TEXT SEGMENT below:

The key to a useful pollinator pathway is making sure that each “stop” on your path is within easy flying distance for your native pollinators. This can vary quite widely. Consider that a bumblebee may travel as little as 300 feet for food, whereas some honey bees may travel up to 4 miles away from their hives.
This would be a great time to talk to a local ecologist or biologist in your area, as they may already know everything you’ll need to know about your local pollinator populations.
Step 3: Research native plants.
Once you have identified your local pollinators, it's time to figure out your local native plants. you can figure out what they like to eat—and where they like to nest, and to rest.
In general, native plants will be the best options to provide pollinators in your community with optimal nutrition. You aren’t restricted to native plants, but if you want to branch out, be sure to choose non-invasive, drought-friendly species.
Try to include a variety of plants on your list, including flowers of various shapes as well as shrubs, and plants that flower in the spring, in the summer, and in the fall.
The Pollinator Partnership has a searchable database of pollinators and the plants they love, and there's even a downloadable app.
Step 4: Get permission or buy-in.
This is probably going to be the toughest part of your project, but now that so many are aware of the dangers of decreasing pollinator populations, some of the hard work has already been done for you.
Before you actually plant anything, you’ll need to know where you are legally able to plant. While we might personally support guerrilla seed-bombing, it’s important to remember that if someone doesn’t know about your pollinator pathway project, they might inadvertently mow down your nice new butterfly oasis!

End of TEXT SEGMENT.

== PROBLEM ==
Copy out the passage of the pollinator pathway text from "This is probably" to "new butterfly oasis!". The material that comes next isn't needed for anything here.

DATA FOR REVIEW below:

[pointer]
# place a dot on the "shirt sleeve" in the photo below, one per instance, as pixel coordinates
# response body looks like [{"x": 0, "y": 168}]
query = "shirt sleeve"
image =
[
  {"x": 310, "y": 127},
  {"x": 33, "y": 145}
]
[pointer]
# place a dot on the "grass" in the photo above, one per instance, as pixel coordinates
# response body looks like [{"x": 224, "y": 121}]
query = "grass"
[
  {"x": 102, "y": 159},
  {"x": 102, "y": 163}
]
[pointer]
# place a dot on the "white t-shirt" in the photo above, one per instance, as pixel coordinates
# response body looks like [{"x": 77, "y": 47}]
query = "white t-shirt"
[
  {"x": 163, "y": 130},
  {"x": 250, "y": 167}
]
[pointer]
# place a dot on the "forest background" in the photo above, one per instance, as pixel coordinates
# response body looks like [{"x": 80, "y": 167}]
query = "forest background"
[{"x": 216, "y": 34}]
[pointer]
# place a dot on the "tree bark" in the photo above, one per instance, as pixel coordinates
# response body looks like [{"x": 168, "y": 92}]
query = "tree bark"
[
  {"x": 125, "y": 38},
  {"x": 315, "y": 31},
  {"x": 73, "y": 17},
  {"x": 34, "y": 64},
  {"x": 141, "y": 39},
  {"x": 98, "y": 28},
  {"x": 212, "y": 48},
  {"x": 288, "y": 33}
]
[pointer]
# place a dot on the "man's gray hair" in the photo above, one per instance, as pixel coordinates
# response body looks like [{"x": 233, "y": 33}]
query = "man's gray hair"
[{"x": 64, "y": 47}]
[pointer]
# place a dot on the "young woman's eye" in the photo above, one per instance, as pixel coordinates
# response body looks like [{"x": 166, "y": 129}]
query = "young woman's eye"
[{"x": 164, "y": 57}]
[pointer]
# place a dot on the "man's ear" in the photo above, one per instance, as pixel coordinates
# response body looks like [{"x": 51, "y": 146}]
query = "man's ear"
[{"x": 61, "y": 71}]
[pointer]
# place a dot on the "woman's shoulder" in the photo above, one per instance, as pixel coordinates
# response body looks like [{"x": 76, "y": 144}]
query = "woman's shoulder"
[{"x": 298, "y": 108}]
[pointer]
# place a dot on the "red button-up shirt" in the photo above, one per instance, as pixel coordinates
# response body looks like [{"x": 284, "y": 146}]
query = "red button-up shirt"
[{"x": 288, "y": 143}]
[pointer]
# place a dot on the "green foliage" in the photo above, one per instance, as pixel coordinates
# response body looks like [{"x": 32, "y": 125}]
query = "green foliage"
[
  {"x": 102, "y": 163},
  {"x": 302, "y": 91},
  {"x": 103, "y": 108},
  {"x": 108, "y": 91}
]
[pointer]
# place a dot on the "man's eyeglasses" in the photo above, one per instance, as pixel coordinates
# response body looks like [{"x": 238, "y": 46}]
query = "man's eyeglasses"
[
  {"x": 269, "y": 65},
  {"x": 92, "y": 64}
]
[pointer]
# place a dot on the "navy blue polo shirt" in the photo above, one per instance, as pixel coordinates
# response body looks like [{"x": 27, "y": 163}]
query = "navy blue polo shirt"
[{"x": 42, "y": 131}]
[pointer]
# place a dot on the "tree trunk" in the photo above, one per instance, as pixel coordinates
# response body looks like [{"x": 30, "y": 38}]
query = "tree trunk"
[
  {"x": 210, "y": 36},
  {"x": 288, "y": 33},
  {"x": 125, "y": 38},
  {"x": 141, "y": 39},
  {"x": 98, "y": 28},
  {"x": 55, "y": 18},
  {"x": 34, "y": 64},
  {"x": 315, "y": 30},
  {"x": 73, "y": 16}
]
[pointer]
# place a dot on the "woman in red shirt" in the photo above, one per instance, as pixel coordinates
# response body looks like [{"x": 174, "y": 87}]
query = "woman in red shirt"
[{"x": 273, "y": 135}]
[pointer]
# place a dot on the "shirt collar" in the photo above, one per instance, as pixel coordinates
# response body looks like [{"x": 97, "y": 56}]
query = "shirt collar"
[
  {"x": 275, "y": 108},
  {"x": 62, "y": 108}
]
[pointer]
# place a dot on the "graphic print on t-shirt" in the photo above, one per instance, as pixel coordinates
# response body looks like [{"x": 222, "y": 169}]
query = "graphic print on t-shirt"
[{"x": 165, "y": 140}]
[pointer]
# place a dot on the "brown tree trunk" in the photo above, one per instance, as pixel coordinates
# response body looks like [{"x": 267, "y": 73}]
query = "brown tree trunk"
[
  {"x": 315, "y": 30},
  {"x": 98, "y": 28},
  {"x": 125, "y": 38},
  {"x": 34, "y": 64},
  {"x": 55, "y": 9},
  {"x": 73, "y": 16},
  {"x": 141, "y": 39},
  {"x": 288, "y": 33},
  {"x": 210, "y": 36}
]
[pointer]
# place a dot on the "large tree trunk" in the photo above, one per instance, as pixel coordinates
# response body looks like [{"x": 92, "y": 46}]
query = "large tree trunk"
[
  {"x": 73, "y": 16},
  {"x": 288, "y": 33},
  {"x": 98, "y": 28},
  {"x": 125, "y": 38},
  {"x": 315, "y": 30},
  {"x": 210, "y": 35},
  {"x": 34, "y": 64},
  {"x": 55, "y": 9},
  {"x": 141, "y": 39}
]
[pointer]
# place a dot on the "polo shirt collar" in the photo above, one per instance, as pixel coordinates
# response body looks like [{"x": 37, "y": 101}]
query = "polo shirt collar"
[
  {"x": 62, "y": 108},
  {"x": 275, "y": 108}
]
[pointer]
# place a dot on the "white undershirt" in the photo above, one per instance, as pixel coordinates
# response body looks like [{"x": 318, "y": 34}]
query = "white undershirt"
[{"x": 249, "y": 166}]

End of DATA FOR REVIEW.

== ANSWER SECTION ==
This is probably going to be the toughest part of your project, but now that so many are aware of the dangers of decreasing pollinator populations, some of the hard work has already been done for you.
Before you actually plant anything, you’ll need to know where you are legally able to plant. While we might personally support guerrilla seed-bombing, it’s important to remember that if someone doesn’t know about your pollinator pathway project, they might inadvertently mow down your nice new butterfly oasis!